[Dataset entries]
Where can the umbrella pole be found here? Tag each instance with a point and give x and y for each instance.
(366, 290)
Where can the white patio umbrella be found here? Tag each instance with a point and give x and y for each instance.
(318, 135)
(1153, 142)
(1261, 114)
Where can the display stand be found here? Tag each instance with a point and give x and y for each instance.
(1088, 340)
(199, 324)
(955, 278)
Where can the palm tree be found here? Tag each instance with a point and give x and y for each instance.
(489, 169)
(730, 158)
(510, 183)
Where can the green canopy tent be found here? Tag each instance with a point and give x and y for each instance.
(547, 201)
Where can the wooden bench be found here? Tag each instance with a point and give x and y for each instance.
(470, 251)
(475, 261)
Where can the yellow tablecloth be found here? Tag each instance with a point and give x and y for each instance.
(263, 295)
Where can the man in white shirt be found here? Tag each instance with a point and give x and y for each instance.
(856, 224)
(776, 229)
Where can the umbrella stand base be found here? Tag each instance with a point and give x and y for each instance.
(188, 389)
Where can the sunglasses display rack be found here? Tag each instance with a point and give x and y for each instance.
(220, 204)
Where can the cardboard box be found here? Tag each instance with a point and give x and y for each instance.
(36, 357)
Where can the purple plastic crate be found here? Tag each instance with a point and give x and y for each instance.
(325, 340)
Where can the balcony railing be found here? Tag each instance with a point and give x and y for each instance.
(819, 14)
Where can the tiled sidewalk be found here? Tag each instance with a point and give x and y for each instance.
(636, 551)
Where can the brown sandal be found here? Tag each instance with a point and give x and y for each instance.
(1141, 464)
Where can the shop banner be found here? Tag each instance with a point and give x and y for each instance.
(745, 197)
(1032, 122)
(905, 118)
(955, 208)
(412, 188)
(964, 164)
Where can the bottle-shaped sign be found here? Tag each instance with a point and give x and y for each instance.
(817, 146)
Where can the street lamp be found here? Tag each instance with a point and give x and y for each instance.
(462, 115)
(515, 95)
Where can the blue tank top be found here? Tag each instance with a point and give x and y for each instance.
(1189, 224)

What is being asked
Give each entry again, spelled exactly as shown.

Result for this exercise
Where can the umbrella pole be found here? Tag each instance with a point and give x and y for each instance.
(366, 290)
Where can the white patio umbrella be found here? Tag each instance with a point and give x and y for each instance.
(318, 135)
(1153, 142)
(1261, 114)
Where can the display stand be found here? Tag each instance with a point and give x and y for each instance.
(1088, 340)
(199, 324)
(955, 278)
Where can the palm tree be found here? Tag each instance with a point and give x and y for each instance.
(489, 169)
(730, 158)
(510, 183)
Where can the green canopy tent be found here? Tag each instance with a point and give x and y for each instance.
(547, 201)
Where can the wooden bench be found here? Tag each instance with a point and give x and y for each instance.
(470, 251)
(475, 261)
Where can the yellow tablecloth be found here? Tag each instance with a point and give x and y for each instance.
(263, 295)
Where can the man in white shirt be found here? Tag each instance with a point and give x and y for each instance.
(856, 224)
(776, 229)
Where can the umbrella stand base be found here? Tag each instance with a point and give x and y for each instance.
(188, 389)
Where can the sunglasses display rack be found here? Tag each instance with a point and give x and y for each instance.
(220, 204)
Where can the cardboard box be found here? Tag each instance with a point and give x and y for each instance.
(36, 357)
Where can the purple plastic crate be found here? Tag each instance with a point and give x and y for each instance.
(325, 340)
Where can the balcony railing be found here? Tag each instance with a point and give x and y for each instance.
(819, 14)
Where can the tiled sidewalk be found here? Tag each instance with a point and give x and y for each instance.
(636, 551)
Where can the brown sandal be found here? Tag each instance with a point and give x and y for each instance.
(1141, 464)
Where can the shop banner be found here? Tag each instance with a point and give x and y for each instance.
(745, 197)
(1032, 122)
(905, 118)
(955, 208)
(412, 188)
(964, 164)
Where can the bottle-shaped sign be found here? Tag each instance with a point and give x and y for each instance.
(817, 146)
Where can the street lamp be found here? Tag each instance with a point and give x and y for each instance.
(462, 115)
(515, 95)
Where can the blue tank top be found here? Tag each instance with a point and give x and y for each instance.
(1189, 224)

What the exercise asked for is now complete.